### DOCUMENT TEXT
Cleanup continues day after Pompano Beach plane crash

POMPANO BEACH, Fla. (WSVN) — The wreckage of a plane in a Pompano Beach neighborhood continues to keep investigators busy a day after it crashed into a home and put three people in the hospital.

The plane was taken apart and removed, Tuesday, after the fiery crash when the pilot experienced trouble after take off, causing the plane to clip a home.

After working on the plane all Tuesday, crews were able to get what was left of the plane out of the Pompano Beach neighborhood.

All three people on board the plane, a pilot and two flight students, survived, but all remain hospitalized at Jackson Memorial Hospital, Tuesday. Around 4 p.m., Tuesday, the Broward Sheriff’s Office officially released the names of the victims. They are 40-year-old Geoffrey White, a pilot from Fort Lauderdale, 23-year-old Sylvia Mena, a student pilot from Ecuador and 25-year-old Fernando Diaz, a student pilot from Peru.

Mena remains in critical condition after the fiery crash, according to officials.

Neighbors told 7News that they wondered when something like this would happen. "My first reaction was, ‘It finally happened’ and ‘What a shame,’" said Pompano Beach resident Linda Enton.

Enton said the crash was something she feared since, she said, the air traffic over the neighborhood has become too busy. "Sometimes they come in two to three seconds apart on landings," she said. "A neighbor that I don’t even know has, that he’s counted, 26 landings in 30 minutes. That’s a minute apart."

On Tuesday, officials and investigators tried to figure out exactly why the Hawker Beechcraft 76 crashed. "Today, my plan is to get on scene to document the site," said National Transportation Safety Board (NTSB) Senior Investigator, Leah Read. "Including the impact marks and the aircraft, including the engines, the air frame, just so we can get an overall configuration of the aircraft."

Tuesday evening, crews painstakingly took the remaining pieces of the plane from the front and back yards of the home. Then, they placed the pieces onto a flatbed, which will be taken away for the NTSB to analyze.

"That could have been my house, you know?" said one man on the scene.

According to the Federal Aviation Administration, the plane was being used to practice takeoffs and landings before it crashed in the residential area. After the plane plummeted into the home, the pilot and two passengers miraculously survived. However, they suffered burns of up to 40 percent of their bodies.

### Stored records

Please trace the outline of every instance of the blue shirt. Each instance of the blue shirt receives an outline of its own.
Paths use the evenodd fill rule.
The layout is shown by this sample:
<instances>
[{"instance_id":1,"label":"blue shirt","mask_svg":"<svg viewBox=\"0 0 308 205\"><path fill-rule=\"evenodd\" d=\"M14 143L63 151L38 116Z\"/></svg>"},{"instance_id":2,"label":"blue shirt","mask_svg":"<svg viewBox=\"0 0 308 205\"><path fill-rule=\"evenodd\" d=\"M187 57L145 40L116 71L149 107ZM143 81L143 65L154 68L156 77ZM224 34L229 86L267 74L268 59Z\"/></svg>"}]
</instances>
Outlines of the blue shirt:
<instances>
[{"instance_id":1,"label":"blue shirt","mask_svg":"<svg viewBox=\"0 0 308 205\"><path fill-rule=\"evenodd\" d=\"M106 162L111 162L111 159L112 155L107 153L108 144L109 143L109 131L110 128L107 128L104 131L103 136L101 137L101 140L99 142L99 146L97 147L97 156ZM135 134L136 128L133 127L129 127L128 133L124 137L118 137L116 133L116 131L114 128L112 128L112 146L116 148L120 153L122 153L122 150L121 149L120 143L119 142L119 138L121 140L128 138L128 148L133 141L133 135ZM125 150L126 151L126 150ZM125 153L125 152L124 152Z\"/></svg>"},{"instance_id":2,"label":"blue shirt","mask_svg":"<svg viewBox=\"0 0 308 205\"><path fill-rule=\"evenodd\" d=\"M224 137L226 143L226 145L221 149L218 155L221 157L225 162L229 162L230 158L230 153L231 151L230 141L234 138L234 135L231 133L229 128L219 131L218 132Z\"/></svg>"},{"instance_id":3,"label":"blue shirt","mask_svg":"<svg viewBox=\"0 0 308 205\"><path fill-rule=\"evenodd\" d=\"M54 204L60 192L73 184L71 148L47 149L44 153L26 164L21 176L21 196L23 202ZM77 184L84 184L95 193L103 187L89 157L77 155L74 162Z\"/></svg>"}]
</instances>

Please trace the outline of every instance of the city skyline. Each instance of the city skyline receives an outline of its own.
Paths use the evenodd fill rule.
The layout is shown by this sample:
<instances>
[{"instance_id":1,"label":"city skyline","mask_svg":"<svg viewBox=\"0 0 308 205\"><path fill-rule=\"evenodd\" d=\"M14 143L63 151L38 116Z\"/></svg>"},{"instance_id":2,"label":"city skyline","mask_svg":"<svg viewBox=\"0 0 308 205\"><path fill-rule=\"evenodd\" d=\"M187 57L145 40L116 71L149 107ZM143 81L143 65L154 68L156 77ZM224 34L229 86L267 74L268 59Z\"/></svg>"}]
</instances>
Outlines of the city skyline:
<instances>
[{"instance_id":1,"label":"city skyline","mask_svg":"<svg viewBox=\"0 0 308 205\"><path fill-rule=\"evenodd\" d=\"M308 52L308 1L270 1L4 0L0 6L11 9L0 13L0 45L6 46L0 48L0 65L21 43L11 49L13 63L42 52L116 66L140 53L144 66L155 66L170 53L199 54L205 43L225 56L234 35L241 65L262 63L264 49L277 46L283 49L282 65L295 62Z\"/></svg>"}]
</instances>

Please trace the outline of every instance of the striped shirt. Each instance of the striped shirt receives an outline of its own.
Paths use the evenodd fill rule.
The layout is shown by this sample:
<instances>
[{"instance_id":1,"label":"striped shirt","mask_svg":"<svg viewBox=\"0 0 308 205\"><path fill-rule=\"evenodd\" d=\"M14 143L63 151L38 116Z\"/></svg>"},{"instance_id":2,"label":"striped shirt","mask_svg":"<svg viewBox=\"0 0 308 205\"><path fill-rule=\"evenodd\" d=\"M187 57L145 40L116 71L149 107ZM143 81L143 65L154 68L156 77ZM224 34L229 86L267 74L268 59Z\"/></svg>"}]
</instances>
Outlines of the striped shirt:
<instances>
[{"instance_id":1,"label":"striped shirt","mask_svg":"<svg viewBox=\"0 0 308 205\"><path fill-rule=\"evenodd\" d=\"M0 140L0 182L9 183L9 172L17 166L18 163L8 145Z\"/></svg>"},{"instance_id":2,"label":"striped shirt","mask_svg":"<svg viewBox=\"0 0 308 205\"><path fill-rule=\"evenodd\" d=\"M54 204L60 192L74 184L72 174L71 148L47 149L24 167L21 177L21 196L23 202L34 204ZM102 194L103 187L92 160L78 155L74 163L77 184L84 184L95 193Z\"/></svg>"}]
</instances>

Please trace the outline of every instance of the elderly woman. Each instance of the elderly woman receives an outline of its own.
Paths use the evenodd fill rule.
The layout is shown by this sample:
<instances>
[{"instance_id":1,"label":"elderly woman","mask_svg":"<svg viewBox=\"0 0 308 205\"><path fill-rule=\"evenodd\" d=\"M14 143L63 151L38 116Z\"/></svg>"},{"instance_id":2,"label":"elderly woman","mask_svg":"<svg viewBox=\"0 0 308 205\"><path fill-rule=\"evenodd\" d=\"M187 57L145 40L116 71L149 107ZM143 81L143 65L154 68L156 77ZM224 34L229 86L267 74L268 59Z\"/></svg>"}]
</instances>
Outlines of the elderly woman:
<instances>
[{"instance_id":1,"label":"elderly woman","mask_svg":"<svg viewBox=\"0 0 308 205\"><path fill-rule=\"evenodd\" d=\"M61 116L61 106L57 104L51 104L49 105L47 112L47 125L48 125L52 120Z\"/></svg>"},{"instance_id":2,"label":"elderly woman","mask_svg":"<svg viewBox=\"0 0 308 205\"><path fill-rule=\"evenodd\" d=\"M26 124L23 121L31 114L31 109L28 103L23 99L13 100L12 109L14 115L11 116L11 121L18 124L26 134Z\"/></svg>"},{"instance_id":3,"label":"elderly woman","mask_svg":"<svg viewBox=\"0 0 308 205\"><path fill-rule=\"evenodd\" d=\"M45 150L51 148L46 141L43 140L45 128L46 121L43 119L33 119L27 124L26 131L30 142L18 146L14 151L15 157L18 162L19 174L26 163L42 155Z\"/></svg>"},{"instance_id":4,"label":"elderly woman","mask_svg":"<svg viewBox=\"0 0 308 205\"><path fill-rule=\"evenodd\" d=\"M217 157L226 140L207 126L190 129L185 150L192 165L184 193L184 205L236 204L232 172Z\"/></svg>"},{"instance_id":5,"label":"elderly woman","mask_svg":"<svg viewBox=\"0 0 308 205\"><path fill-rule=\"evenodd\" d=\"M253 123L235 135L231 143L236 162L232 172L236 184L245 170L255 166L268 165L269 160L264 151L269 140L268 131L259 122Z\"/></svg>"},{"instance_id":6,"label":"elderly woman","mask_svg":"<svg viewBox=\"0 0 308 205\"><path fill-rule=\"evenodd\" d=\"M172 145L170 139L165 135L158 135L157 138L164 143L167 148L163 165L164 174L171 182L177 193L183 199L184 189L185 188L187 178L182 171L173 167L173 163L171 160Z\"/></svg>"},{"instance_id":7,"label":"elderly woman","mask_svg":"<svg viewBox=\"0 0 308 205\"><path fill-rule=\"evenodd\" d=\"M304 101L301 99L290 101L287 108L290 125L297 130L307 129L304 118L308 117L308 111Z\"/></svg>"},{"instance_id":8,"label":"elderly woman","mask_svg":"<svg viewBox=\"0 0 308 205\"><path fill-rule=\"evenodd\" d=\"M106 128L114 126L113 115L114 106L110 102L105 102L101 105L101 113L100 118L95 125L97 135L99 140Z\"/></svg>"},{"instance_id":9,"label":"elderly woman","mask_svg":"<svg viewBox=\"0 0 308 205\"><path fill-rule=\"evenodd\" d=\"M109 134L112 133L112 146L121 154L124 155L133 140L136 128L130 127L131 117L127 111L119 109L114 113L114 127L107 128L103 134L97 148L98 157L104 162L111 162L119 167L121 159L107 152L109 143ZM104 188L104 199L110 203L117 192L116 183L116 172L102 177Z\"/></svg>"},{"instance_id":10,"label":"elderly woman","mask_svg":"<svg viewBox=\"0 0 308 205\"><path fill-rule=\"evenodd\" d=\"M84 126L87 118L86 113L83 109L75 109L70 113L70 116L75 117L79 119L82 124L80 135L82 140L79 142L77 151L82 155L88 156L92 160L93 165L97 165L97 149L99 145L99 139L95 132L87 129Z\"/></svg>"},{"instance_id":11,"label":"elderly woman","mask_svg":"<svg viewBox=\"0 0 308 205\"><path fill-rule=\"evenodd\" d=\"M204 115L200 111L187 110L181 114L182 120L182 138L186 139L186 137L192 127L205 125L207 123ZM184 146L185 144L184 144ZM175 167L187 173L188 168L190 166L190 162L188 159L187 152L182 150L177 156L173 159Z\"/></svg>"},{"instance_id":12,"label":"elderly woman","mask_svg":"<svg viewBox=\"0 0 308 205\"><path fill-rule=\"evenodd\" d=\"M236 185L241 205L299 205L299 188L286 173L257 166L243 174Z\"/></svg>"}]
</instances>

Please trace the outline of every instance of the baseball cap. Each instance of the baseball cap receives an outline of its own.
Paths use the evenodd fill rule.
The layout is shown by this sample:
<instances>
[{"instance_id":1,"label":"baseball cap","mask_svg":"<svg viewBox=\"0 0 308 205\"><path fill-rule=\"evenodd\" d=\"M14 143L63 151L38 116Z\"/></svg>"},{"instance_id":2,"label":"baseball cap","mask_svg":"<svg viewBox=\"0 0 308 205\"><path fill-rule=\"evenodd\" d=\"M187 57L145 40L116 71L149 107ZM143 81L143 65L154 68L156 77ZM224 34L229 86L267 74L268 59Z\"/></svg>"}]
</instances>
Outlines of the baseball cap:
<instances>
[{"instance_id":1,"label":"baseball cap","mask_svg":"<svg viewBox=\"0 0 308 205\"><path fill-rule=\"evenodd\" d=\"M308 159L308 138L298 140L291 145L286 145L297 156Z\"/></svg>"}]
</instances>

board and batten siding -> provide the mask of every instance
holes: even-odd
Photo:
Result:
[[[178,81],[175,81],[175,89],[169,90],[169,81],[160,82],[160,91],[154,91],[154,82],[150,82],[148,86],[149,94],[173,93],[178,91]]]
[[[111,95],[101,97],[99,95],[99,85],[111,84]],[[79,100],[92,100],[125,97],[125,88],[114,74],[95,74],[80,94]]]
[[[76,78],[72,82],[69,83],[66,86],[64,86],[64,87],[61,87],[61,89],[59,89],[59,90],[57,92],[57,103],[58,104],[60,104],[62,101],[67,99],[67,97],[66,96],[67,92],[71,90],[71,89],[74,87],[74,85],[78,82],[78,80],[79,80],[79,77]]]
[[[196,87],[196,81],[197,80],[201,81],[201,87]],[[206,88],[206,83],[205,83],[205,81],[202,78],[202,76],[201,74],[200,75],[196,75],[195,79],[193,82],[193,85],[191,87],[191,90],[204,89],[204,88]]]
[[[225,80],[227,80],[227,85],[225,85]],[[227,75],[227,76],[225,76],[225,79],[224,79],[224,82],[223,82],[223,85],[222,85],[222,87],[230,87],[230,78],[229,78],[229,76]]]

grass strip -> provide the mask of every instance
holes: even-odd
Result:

### TASK REQUIREMENTS
1) Name every person the crash article identifies as having been on board the plane.
2) Rewrite the crash article starting with "On Tuesday, officials" and going on through "on the scene.", putting "truck" in place of "flatbed".

### YOUR RESPONSES
1) Geoffrey White, Sylvia Mena and Fernando Diaz.

2)
On Tuesday, officials and investigators tried to figure out exactly why the Hawker Beechcraft 76 crashed. "Today, my plan is to get on scene to document the site," said National Transportation Safety Board (NTSB) Senior Investigator, Leah Read. "Including the impact marks and the aircraft, including the engines, the air frame, just so we can get an overall configuration of the aircraft."

Tuesday evening, crews painstakingly took the remaining pieces of the plane from the front and back yards of the home. Then, they placed the pieces onto a truck, which will be taken away for the NTSB to analyze.

"That could have been my house, you know?" said one man on the scene.